▶ WHAT YOU WILL DO
Format all of the rows below as a Markdown table with two columns, Number and Line. Give each line its row number and leave out any blank lines.
>> START PROVIDED DATA
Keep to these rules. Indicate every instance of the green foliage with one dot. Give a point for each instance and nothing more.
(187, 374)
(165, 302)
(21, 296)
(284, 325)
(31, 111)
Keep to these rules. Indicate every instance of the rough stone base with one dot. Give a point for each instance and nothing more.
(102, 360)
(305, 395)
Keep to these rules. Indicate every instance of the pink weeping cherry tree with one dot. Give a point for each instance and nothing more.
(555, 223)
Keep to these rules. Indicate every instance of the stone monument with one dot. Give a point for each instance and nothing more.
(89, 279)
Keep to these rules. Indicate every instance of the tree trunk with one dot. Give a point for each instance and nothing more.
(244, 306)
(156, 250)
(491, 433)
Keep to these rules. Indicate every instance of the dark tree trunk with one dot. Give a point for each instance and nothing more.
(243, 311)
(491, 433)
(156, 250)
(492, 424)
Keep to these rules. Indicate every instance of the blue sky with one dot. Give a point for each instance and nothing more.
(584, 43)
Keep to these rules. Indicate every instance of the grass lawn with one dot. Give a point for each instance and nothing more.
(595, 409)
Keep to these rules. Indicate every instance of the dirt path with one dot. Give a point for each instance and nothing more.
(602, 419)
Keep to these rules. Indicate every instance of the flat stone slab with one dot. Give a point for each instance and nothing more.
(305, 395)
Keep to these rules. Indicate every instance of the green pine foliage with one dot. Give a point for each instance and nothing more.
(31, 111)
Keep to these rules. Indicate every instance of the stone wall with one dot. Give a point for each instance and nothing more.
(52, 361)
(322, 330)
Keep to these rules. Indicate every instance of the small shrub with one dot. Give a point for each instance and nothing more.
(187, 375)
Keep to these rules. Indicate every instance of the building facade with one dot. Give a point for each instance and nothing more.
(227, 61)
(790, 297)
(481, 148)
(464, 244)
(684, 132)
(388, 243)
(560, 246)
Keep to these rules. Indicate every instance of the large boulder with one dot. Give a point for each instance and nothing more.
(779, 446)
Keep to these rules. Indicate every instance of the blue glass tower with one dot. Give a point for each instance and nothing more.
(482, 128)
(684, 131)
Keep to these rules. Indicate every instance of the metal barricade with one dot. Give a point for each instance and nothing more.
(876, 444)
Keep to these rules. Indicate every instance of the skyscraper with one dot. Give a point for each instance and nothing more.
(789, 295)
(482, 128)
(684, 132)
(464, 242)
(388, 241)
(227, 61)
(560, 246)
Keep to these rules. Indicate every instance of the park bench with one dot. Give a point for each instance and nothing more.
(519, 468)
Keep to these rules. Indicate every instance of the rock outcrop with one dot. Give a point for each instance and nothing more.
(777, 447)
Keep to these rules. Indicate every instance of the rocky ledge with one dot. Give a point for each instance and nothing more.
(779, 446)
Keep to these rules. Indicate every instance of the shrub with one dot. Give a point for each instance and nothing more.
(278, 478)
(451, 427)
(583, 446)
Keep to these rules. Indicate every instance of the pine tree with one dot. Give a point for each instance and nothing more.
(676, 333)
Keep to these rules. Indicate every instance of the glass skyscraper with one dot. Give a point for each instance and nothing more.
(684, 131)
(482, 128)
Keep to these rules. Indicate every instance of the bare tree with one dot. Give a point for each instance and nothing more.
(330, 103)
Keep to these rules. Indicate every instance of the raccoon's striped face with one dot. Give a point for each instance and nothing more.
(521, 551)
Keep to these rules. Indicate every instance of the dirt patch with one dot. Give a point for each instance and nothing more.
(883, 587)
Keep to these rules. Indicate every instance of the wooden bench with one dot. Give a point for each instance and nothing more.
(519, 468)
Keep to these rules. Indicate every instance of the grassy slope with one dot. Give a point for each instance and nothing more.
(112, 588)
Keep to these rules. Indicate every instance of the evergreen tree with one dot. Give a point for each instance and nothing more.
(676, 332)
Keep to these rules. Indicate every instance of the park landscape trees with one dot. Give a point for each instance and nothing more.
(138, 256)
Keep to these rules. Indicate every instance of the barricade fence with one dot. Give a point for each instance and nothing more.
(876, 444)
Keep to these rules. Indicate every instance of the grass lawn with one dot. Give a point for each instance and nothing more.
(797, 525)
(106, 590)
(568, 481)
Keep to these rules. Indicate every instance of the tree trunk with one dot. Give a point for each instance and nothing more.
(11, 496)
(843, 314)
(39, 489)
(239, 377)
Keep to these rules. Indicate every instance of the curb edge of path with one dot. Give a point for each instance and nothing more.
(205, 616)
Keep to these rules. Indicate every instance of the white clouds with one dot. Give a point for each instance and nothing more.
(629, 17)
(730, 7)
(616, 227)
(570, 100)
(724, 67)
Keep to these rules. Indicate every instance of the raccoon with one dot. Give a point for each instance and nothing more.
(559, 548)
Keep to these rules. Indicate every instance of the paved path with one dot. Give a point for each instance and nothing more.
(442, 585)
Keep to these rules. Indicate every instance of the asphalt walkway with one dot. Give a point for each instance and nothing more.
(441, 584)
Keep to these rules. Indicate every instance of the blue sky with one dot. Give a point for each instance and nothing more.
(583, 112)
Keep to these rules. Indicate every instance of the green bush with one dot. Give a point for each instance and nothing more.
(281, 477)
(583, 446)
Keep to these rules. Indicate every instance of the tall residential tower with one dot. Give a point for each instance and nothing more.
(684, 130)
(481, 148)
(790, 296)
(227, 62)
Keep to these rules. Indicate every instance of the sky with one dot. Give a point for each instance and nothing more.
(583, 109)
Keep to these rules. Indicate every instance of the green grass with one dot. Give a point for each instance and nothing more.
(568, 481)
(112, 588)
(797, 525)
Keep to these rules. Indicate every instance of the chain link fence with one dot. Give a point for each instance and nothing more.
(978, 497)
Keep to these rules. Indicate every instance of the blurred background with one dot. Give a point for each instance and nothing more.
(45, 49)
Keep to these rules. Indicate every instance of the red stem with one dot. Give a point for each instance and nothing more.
>> END PROVIDED DATA
▶ FINISHED ANSWER
| Number | Line |
|---|---|
| 1 | Keep to these rules. Indicate every instance of the green foliage with one dot. Give a point for each instance and nothing more. |
| 2 | (187, 374) |
| 3 | (165, 302) |
| 4 | (21, 296) |
| 5 | (284, 325) |
| 6 | (31, 111) |
| 7 | Keep to these rules. Indicate every instance of the rough stone base with one dot. Give a point for each instance and nothing more. |
| 8 | (102, 360) |
| 9 | (305, 395) |
| 10 | Keep to these rules. Indicate every instance of the pink weeping cherry tree with one dot. Give a point for each instance and nothing more. |
| 11 | (555, 223) |
| 12 | Keep to these rules. Indicate every instance of the stone monument with one dot. Give a point for each instance and nothing more. |
| 13 | (89, 279) |
| 14 | Keep to these rules. Indicate every instance of the tree trunk with one dot. Give a point for each instance and nothing more. |
| 15 | (244, 306) |
| 16 | (156, 250) |
| 17 | (491, 433) |
| 18 | Keep to these rules. Indicate every instance of the dark tree trunk with one dot. Give a point for each instance and nothing more. |
| 19 | (243, 311) |
| 20 | (491, 433) |
| 21 | (156, 250) |
| 22 | (492, 424) |
| 23 | Keep to these rules. Indicate every instance of the blue sky with one dot. Give a point for each instance and nothing more. |
| 24 | (584, 43) |
| 25 | Keep to these rules. Indicate every instance of the grass lawn with one dot. Give a point for each instance and nothing more. |
| 26 | (595, 409) |
| 27 | Keep to these rules. Indicate every instance of the dirt path with one dot. Give a point for each instance and nothing more. |
| 28 | (602, 419) |
| 29 | Keep to these rules. Indicate every instance of the flat stone slab with one dot. Give a point for each instance and nothing more. |
| 30 | (305, 395) |
| 31 | Keep to these rules. Indicate every instance of the green pine foliage with one dot. Give a point for each instance and nothing more. |
| 32 | (31, 111) |
| 33 | Keep to these rules. Indicate every instance of the stone wall with one dot. Give a point for each instance and nothing more. |
| 34 | (52, 361) |
| 35 | (322, 330) |
| 36 | Keep to these rules. Indicate every instance of the small shrub with one dot. Give a point for each instance and nothing more. |
| 37 | (187, 375) |
| 38 | Keep to these rules. Indicate every instance of the building facade with one dot. Give a point for each instance and nothing more. |
| 39 | (227, 61) |
| 40 | (790, 297) |
| 41 | (481, 148) |
| 42 | (464, 244) |
| 43 | (684, 132) |
| 44 | (388, 243) |
| 45 | (560, 246) |
| 46 | Keep to these rules. Indicate every instance of the large boulder with one dot. Give a point for each instance and nothing more. |
| 47 | (779, 446) |
| 48 | Keep to these rules. Indicate every instance of the blue glass tower with one dot. Give a point for each instance and nothing more. |
| 49 | (482, 128) |
| 50 | (684, 131) |
| 51 | Keep to these rules. Indicate every instance of the metal barricade with one dot. Give a point for each instance and nothing more. |
| 52 | (876, 444) |
| 53 | Keep to these rules. Indicate every instance of the skyscraper with one dot. Give a point for each instance and nothing more. |
| 54 | (789, 295) |
| 55 | (482, 128) |
| 56 | (684, 132) |
| 57 | (464, 242) |
| 58 | (388, 241) |
| 59 | (227, 61) |
| 60 | (560, 246) |
| 61 | Keep to these rules. Indicate every instance of the park bench with one dot. Give a point for each instance and nothing more. |
| 62 | (519, 468) |
| 63 | Keep to these rules. Indicate every instance of the rock outcrop with one dot. Give a point for each instance and nothing more. |
| 64 | (777, 447) |
| 65 | Keep to these rules. Indicate every instance of the rocky ledge with one dot. Give a point for each instance and nothing more. |
| 66 | (779, 446) |
| 67 | Keep to these rules. Indicate every instance of the shrub with one dot. Give a point for each instance and nothing more. |
| 68 | (278, 478) |
| 69 | (451, 427) |
| 70 | (583, 446) |
| 71 | Keep to these rules. Indicate every instance of the pine tree with one dot. Give a point for each instance and nothing more. |
| 72 | (676, 333) |
| 73 | Keep to these rules. Indicate every instance of the glass skyscraper with one dot. Give a point for each instance and nothing more. |
| 74 | (684, 131) |
| 75 | (482, 128) |
| 76 | Keep to these rules. Indicate every instance of the bare tree with one dot. Give a point for each instance and nothing more. |
| 77 | (330, 103) |
| 78 | Keep to these rules. Indicate every instance of the raccoon's striped face with one dot. Give a point for each instance and nothing more. |
| 79 | (521, 551) |
| 80 | Keep to these rules. Indicate every instance of the dirt patch with one dot. Give a point for each instance and nothing more. |
| 81 | (883, 587) |
| 82 | Keep to these rules. Indicate every instance of the wooden bench with one dot. Give a point for each instance and nothing more. |
| 83 | (519, 468) |
| 84 | Keep to these rules. Indicate every instance of the grassy slope with one dot. Give a point for each instance and nothing more. |
| 85 | (112, 588) |
| 86 | Keep to these rules. Indicate every instance of the evergreen tree with one dot. Give a point for each instance and nothing more. |
| 87 | (676, 332) |
| 88 | Keep to these rules. Indicate every instance of the park landscape trees with one dot. Give a point for each instance and nothing more. |
| 89 | (138, 256) |
| 90 | Keep to these rules. Indicate every instance of the barricade fence with one dot. Give a point for each instance and nothing more. |
| 91 | (876, 444) |
| 92 | Keep to these rules. Indicate every instance of the grass lawn with one dot. Give a point for each instance and nothing more. |
| 93 | (797, 525) |
| 94 | (106, 590) |
| 95 | (568, 481) |
| 96 | Keep to these rules. Indicate every instance of the tree trunk with one dot. Give a point for each instance and nothing more. |
| 97 | (11, 496) |
| 98 | (843, 314) |
| 99 | (39, 489) |
| 100 | (239, 377) |
| 101 | Keep to these rules. Indicate every instance of the curb edge of path with one dot. Give a point for each instance and nothing more. |
| 102 | (205, 616) |
| 103 | Keep to these rules. Indicate every instance of the white clouds with one dot. Give a point for each instance and nothing more. |
| 104 | (629, 17) |
| 105 | (730, 7) |
| 106 | (616, 227) |
| 107 | (570, 100) |
| 108 | (724, 67) |
| 109 | Keep to these rules. Indicate every instance of the raccoon with one dot. Give a point for each instance and nothing more. |
| 110 | (559, 548) |
| 111 | Keep to these rules. Indicate every instance of the paved path with one dot. Give a point for each instance and nothing more. |
| 112 | (442, 585) |
| 113 | Keep to these rules. Indicate every instance of the asphalt walkway with one dot. Give a point for each instance and nothing more. |
| 114 | (441, 584) |
| 115 | Keep to these rules. Indicate every instance of the blue sky with one dot. Give a point for each instance and nothing more. |
| 116 | (583, 112) |
| 117 | Keep to these rules. Indicate every instance of the green bush with one dot. Give a point for each instance and nothing more. |
| 118 | (281, 477) |
| 119 | (583, 446) |
| 120 | Keep to these rules. Indicate every instance of the tall residential tower with one dot. Give a point for each instance and nothing more. |
| 121 | (684, 130) |
| 122 | (481, 148) |
| 123 | (790, 296) |
| 124 | (227, 62) |
| 125 | Keep to these rules. Indicate every instance of the sky with one dot. Give a point for each instance and nothing more. |
| 126 | (583, 109) |
| 127 | Keep to these rules. Indicate every instance of the green grass with one dot. Give a point for each instance and nothing more. |
| 128 | (568, 481) |
| 129 | (112, 588) |
| 130 | (797, 525) |
| 131 | Keep to these rules. Indicate every instance of the chain link fence with one dot. Give a point for each instance and nothing more. |
| 132 | (978, 497) |
| 133 | Keep to these rules. Indicate every instance of the blurred background with one dot. Give a point for each instance and nothing more. |
| 134 | (45, 49) |
| 135 | Keep to these rules. Indicate every instance of the red stem with one dot. Give a point for each instance and nothing more. |